Task instructions → Repeat all of the data exactly. Leave nothing out.

Given records →
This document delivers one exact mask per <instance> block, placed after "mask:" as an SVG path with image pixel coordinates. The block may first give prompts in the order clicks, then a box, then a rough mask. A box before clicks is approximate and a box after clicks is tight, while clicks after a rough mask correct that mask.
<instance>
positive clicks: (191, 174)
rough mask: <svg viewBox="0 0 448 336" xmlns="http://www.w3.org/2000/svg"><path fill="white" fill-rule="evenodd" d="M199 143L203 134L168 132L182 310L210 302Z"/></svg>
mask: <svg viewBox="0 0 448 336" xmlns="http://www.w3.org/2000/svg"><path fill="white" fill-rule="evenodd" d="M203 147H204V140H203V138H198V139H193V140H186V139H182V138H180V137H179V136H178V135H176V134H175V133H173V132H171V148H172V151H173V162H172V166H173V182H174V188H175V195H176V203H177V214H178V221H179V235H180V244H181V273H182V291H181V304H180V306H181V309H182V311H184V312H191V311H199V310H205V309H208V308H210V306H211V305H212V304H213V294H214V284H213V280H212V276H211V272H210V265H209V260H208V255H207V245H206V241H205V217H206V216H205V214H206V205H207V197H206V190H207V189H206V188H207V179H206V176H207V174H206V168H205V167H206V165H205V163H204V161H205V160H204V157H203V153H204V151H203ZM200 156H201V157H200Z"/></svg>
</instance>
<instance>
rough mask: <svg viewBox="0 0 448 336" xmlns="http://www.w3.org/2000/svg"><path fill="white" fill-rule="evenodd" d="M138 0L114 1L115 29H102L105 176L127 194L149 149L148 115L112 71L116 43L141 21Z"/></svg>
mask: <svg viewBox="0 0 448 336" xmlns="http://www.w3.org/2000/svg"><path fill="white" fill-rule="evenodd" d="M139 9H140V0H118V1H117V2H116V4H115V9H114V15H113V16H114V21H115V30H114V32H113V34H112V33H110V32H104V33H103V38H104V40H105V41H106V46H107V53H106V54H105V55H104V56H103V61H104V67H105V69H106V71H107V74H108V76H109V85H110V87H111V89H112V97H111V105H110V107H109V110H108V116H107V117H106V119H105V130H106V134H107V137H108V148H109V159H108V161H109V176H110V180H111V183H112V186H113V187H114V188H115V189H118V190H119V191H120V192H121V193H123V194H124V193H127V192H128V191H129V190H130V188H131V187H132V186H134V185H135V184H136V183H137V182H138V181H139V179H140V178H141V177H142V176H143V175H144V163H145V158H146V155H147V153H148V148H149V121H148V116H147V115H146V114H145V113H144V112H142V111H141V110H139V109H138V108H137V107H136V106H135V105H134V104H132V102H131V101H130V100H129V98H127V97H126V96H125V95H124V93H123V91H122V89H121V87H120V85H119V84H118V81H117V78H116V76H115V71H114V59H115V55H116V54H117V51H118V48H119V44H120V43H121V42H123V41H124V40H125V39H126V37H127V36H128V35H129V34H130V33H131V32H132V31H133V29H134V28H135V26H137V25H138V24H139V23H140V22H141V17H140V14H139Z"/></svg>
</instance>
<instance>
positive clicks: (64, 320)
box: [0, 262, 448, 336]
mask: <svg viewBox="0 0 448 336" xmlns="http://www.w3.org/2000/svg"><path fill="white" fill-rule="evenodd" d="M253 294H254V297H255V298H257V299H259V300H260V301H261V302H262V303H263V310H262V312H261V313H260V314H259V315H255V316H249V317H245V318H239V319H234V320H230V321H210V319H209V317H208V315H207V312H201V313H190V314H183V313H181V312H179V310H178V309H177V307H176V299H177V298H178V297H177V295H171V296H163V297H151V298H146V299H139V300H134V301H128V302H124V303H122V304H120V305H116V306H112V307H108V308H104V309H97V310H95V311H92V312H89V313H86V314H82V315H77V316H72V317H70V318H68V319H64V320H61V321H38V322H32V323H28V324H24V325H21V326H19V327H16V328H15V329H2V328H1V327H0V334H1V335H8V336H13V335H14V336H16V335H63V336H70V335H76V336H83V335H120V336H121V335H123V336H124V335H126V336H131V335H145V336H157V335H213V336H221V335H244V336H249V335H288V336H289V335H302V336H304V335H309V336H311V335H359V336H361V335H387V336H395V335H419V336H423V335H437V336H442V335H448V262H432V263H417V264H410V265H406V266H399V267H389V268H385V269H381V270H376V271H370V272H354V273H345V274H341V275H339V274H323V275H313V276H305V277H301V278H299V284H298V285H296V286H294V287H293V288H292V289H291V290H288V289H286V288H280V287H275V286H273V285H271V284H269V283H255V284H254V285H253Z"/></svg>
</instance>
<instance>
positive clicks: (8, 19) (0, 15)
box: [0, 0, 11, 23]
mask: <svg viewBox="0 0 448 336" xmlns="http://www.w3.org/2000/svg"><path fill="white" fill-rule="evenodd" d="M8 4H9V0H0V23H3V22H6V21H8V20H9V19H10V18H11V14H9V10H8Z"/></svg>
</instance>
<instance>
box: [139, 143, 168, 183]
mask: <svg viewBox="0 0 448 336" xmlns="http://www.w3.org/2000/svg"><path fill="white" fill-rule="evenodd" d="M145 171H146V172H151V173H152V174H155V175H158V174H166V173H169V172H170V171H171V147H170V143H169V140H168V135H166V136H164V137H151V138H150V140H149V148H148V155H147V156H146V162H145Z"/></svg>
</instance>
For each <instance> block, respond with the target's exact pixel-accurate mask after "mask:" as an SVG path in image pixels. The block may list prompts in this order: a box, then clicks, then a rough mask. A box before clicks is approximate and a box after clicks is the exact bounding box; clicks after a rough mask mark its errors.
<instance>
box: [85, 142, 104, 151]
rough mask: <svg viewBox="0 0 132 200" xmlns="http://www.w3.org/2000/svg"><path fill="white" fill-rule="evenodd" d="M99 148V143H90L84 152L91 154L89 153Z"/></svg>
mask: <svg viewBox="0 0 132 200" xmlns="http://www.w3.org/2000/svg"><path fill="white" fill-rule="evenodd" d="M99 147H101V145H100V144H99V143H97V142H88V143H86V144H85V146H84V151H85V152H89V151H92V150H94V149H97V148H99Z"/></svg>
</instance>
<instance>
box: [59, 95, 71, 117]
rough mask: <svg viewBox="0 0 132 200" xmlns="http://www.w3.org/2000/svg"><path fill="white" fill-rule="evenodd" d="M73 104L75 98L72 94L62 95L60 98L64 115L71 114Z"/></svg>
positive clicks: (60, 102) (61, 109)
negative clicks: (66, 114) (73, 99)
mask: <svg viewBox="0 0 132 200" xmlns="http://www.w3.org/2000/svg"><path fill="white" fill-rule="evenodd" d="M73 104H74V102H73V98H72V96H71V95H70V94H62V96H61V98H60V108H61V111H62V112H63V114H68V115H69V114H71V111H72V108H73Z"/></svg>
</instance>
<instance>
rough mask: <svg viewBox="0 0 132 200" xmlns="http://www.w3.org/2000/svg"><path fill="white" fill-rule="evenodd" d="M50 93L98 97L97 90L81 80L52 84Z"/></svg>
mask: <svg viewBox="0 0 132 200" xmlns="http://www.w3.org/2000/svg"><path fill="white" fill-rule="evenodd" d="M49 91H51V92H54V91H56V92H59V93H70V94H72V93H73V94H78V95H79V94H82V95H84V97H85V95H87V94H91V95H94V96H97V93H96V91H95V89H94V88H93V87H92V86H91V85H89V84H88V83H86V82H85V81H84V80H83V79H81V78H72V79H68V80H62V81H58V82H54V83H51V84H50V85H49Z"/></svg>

Answer to this exercise →
This document delivers one exact mask per <instance> block, placed after "mask:" as an SVG path with image pixel coordinates. The block may first give prompts in the order clicks, then a box, then a rough mask. A box before clicks is approximate and a box after clicks is tight, while clicks after a rough mask correct that mask.
<instance>
positive clicks: (191, 174)
rough mask: <svg viewBox="0 0 448 336" xmlns="http://www.w3.org/2000/svg"><path fill="white" fill-rule="evenodd" d="M199 143L203 134L168 132L182 310L210 302Z"/></svg>
mask: <svg viewBox="0 0 448 336" xmlns="http://www.w3.org/2000/svg"><path fill="white" fill-rule="evenodd" d="M203 147H204V140H203V138H198V139H193V140H186V139H182V138H180V137H179V136H178V135H176V134H175V133H173V132H171V148H172V151H173V162H172V166H173V182H174V188H175V195H176V203H177V214H178V221H179V235H180V244H181V273H182V291H181V304H180V306H181V309H182V311H184V312H191V311H199V310H205V309H208V308H210V306H211V305H212V304H213V294H214V284H213V280H212V276H211V272H210V265H209V260H208V255H207V245H206V241H205V217H206V216H205V214H206V205H207V197H206V190H207V189H206V188H207V179H206V176H207V174H206V168H205V167H206V165H205V163H204V161H205V160H204V157H203V153H204V151H203ZM200 156H201V157H200Z"/></svg>
</instance>
<instance>
rough mask: <svg viewBox="0 0 448 336" xmlns="http://www.w3.org/2000/svg"><path fill="white" fill-rule="evenodd" d="M138 0L114 1L115 29H102L105 176L127 194L149 149L148 115L112 71L116 43L141 21Z"/></svg>
mask: <svg viewBox="0 0 448 336" xmlns="http://www.w3.org/2000/svg"><path fill="white" fill-rule="evenodd" d="M139 9H140V0H118V1H117V2H116V4H115V9H114V15H113V16H114V21H115V30H114V32H113V34H112V33H110V32H104V33H103V38H104V40H105V41H106V46H107V53H106V54H105V55H104V56H103V61H104V67H105V69H106V71H107V74H108V76H109V85H110V87H111V89H112V97H111V105H110V107H109V110H108V116H107V117H106V119H105V130H106V134H107V137H108V148H109V159H108V161H109V176H110V180H111V183H112V186H113V187H114V188H115V189H118V190H119V191H120V192H121V193H123V194H124V193H127V192H128V191H129V190H130V188H131V187H132V186H134V185H135V184H136V183H137V182H138V181H139V179H140V178H141V177H142V176H143V175H144V163H145V158H146V155H147V153H148V148H149V121H148V116H147V115H146V114H145V113H144V112H142V111H141V110H139V109H138V108H137V107H136V106H135V105H134V104H132V102H131V101H130V100H129V98H127V97H126V96H125V95H124V93H123V91H122V89H121V87H120V85H119V84H118V81H117V78H116V76H115V71H114V59H115V55H116V54H117V51H118V48H119V44H120V43H121V42H123V41H124V40H125V39H126V37H127V36H128V35H129V34H130V33H131V32H132V31H133V29H134V28H135V26H137V25H138V24H139V23H140V22H141V17H140V14H139Z"/></svg>
</instance>
<instance>
positive clicks: (64, 320)
box: [0, 262, 448, 336]
mask: <svg viewBox="0 0 448 336" xmlns="http://www.w3.org/2000/svg"><path fill="white" fill-rule="evenodd" d="M253 294H254V297H255V298H257V299H259V300H260V301H261V302H262V303H263V310H262V312H261V313H260V314H259V315H255V316H249V317H245V318H239V319H234V320H230V321H210V319H209V317H208V315H207V312H201V313H190V314H183V313H181V312H179V310H178V309H177V307H176V299H177V298H178V297H177V295H171V296H163V297H151V298H146V299H139V300H134V301H128V302H124V303H122V304H120V305H116V306H112V307H108V308H104V309H97V310H95V311H92V312H89V313H86V314H82V315H77V316H72V317H70V318H68V319H64V320H61V321H38V322H32V323H28V324H24V325H21V326H19V327H16V328H15V329H2V328H1V327H0V334H1V335H8V336H13V335H14V336H16V335H63V336H70V335H76V336H83V335H120V336H121V335H123V336H124V335H126V336H131V335H145V336H157V335H213V336H221V335H244V336H249V335H288V336H289V335H302V336H304V335H309V336H311V335H359V336H361V335H387V336H395V335H419V336H423V335H437V336H442V335H448V262H432V263H417V264H410V265H406V266H399V267H389V268H385V269H381V270H376V271H370V272H354V273H345V274H341V275H339V274H323V275H313V276H305V277H301V278H299V284H298V285H296V286H294V287H293V288H292V289H291V290H288V289H286V288H280V287H275V286H273V285H271V284H269V283H255V284H254V285H253Z"/></svg>
</instance>
<instance>
positive clicks: (8, 19) (0, 15)
box: [0, 0, 11, 23]
mask: <svg viewBox="0 0 448 336" xmlns="http://www.w3.org/2000/svg"><path fill="white" fill-rule="evenodd" d="M8 4H9V0H0V23H3V22H6V21H8V20H9V19H10V18H11V14H9V10H8Z"/></svg>
</instance>
<instance>
box: [139, 143, 168, 183]
mask: <svg viewBox="0 0 448 336" xmlns="http://www.w3.org/2000/svg"><path fill="white" fill-rule="evenodd" d="M145 171H146V172H151V173H152V174H155V175H158V174H166V173H169V172H170V171H171V147H170V143H169V140H168V135H166V136H164V137H151V138H150V140H149V148H148V155H147V156H146V162H145Z"/></svg>
</instance>
For each <instance> block, respond with the target's exact pixel-accurate mask after "mask:" as an SVG path in image pixels. The block may list prompts in this order: a box, then clicks, then a rough mask. A box before clicks is approximate and a box after clicks is the exact bounding box; clicks after a rough mask mark its errors.
<instance>
box: [85, 142, 104, 151]
rough mask: <svg viewBox="0 0 132 200" xmlns="http://www.w3.org/2000/svg"><path fill="white" fill-rule="evenodd" d="M99 148V143H90L84 152L91 154L89 153Z"/></svg>
mask: <svg viewBox="0 0 132 200" xmlns="http://www.w3.org/2000/svg"><path fill="white" fill-rule="evenodd" d="M99 147H101V145H100V144H99V143H97V142H88V143H86V144H85V146H84V151H85V152H89V151H92V150H94V149H97V148H99Z"/></svg>
</instance>
<instance>
box: [59, 95, 71, 117]
rough mask: <svg viewBox="0 0 132 200" xmlns="http://www.w3.org/2000/svg"><path fill="white" fill-rule="evenodd" d="M73 104L75 98L72 94L62 95L60 98L64 115L71 114Z"/></svg>
positive clicks: (60, 102) (61, 109)
negative clicks: (66, 114) (73, 99)
mask: <svg viewBox="0 0 132 200" xmlns="http://www.w3.org/2000/svg"><path fill="white" fill-rule="evenodd" d="M73 104H74V102H73V98H72V96H71V95H70V94H62V96H61V98H60V108H61V111H62V112H63V114H68V115H69V114H71V111H72V108H73Z"/></svg>
</instance>
<instance>
rough mask: <svg viewBox="0 0 132 200" xmlns="http://www.w3.org/2000/svg"><path fill="white" fill-rule="evenodd" d="M50 93L98 97L97 90L81 80L52 84Z"/></svg>
mask: <svg viewBox="0 0 132 200" xmlns="http://www.w3.org/2000/svg"><path fill="white" fill-rule="evenodd" d="M49 91H51V92H54V91H56V92H59V93H70V94H72V93H73V94H78V95H79V94H82V95H84V97H85V95H87V94H91V95H94V96H97V93H96V91H95V89H94V88H93V87H92V86H91V85H89V84H88V83H86V82H85V81H84V80H83V79H81V78H72V79H68V80H62V81H58V82H54V83H51V84H50V85H49Z"/></svg>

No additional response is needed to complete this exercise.